## [Stated problem]
Rewrite every one of the records below, replacing "quality check" with "safety audit" and leaving all other wording unchanged. Omit the pictures from your answer.

## Begin Input data

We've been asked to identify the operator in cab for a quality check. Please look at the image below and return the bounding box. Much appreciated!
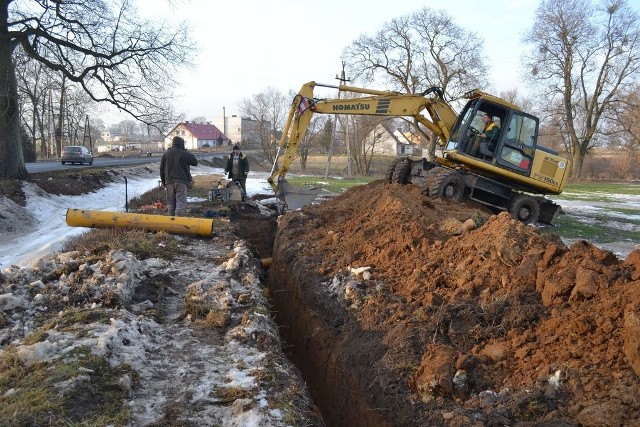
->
[469,113,500,157]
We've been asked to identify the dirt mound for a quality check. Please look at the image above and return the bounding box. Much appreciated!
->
[269,182,640,426]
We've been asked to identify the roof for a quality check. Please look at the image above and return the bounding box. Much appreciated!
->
[176,122,229,140]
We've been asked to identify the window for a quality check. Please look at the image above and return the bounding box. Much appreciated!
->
[507,114,537,147]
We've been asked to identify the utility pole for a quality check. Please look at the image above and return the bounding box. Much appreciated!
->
[82,114,93,151]
[324,61,351,178]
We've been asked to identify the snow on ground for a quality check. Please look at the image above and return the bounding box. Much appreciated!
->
[0,166,272,269]
[0,167,311,427]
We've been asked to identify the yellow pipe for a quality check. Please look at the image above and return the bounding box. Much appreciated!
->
[67,209,213,236]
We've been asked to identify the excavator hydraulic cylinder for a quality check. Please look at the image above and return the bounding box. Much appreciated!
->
[67,209,213,236]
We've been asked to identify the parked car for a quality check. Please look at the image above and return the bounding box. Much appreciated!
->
[60,145,93,165]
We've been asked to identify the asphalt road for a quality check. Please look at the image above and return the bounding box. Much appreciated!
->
[25,153,226,173]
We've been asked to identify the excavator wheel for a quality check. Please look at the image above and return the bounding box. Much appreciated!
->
[427,168,464,202]
[385,159,400,184]
[509,194,540,224]
[391,159,411,184]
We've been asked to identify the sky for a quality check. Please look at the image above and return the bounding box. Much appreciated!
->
[131,0,544,120]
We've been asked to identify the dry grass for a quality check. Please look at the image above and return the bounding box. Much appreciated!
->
[62,228,185,259]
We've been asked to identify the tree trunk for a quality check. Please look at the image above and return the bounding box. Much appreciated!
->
[56,76,66,157]
[0,1,28,179]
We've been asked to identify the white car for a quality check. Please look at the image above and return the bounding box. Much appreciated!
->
[60,145,93,165]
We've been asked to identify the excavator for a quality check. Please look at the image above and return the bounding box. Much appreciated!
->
[268,81,570,225]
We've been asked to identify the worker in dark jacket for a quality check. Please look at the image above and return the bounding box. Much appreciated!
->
[160,136,198,216]
[224,145,249,199]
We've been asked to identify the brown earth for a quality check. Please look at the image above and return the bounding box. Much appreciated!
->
[5,171,640,426]
[269,182,640,426]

## End Input data

## [Answer in full]
We've been asked to identify the operator in cab for a safety audit. Please look at the image below and return the bounding box. Much appreciated!
->
[469,113,500,157]
We've been asked to identify the dirt mound for a safety audit. Please look at the image above and return the bounding box. Much appreciated!
->
[269,182,640,426]
We've been asked to identify the roof for a safety audit. Please look at the image above and return the bounding box. Much appreciated!
->
[176,122,229,140]
We've been asked to identify the window for a safety audit. Please look at the image above and return the bounding box. Much appreciated!
->
[507,114,537,147]
We've been asked to identify the utility pole for a safety audit. Please look at the image above and return the bounding box. Much appreciated!
->
[82,114,93,151]
[324,61,351,178]
We've been asked to identify the snow on ground for a safety audit. Please look at the image above and return the bounding box. Much appreciated!
->
[0,166,272,269]
[0,167,311,427]
We've been asked to identify the yellow pipe for a safety audit. Please look at the image above and return the bounding box. Much appreciated!
->
[67,209,213,236]
We've been asked to identify the excavator hydraulic cylinder for a safety audit. Please look at the image above and return the bounding box. Much appreciated!
->
[67,209,213,236]
We've been asked to identify the parked car for a safety audit. Please look at the image above and return the bounding box. Much appreciated!
->
[60,145,93,165]
We've been asked to identify the asphalt road for a safety audit. Please look at the image above and return the bounding box. Much appreciated!
->
[25,153,226,173]
We've been asked to identify the excavator wheel for a safety audit. Please look at the image above and return the bounding box. Much appreciated!
->
[427,168,464,202]
[385,159,400,184]
[509,194,540,224]
[391,159,411,184]
We've been asked to identify the sky for a safety audit. Please look at the image above and return the bounding box. Much appreciated!
->
[131,0,544,120]
We've been asked to identify the dry grass for a safety audit. Please look at the image above and return the bounding box. Much appreciated!
->
[62,228,185,259]
We've been asked to identify the tree trunk for a safety audit. Please look at the image above and return the bounding box. Much appreciated!
->
[56,76,66,157]
[0,1,28,179]
We've been asked to identify the white car for a safety audit. Please look at the image above and return the bounding box. Much appreciated!
->
[60,145,93,165]
We've been asked to identify the excavator for a safety audit. Please look at the image above and return the bounding box. Much appreciated!
->
[268,81,570,225]
We've been asked to identify the worker in dark jacket for a safety audit. Please look at the image above and return the bounding box. Much appreciated!
->
[160,136,198,216]
[224,145,249,199]
We've been asked to identify the brown earth for a safety audit. Please look at the image above and return the bounding box. Much appreciated!
->
[5,171,640,426]
[269,182,640,426]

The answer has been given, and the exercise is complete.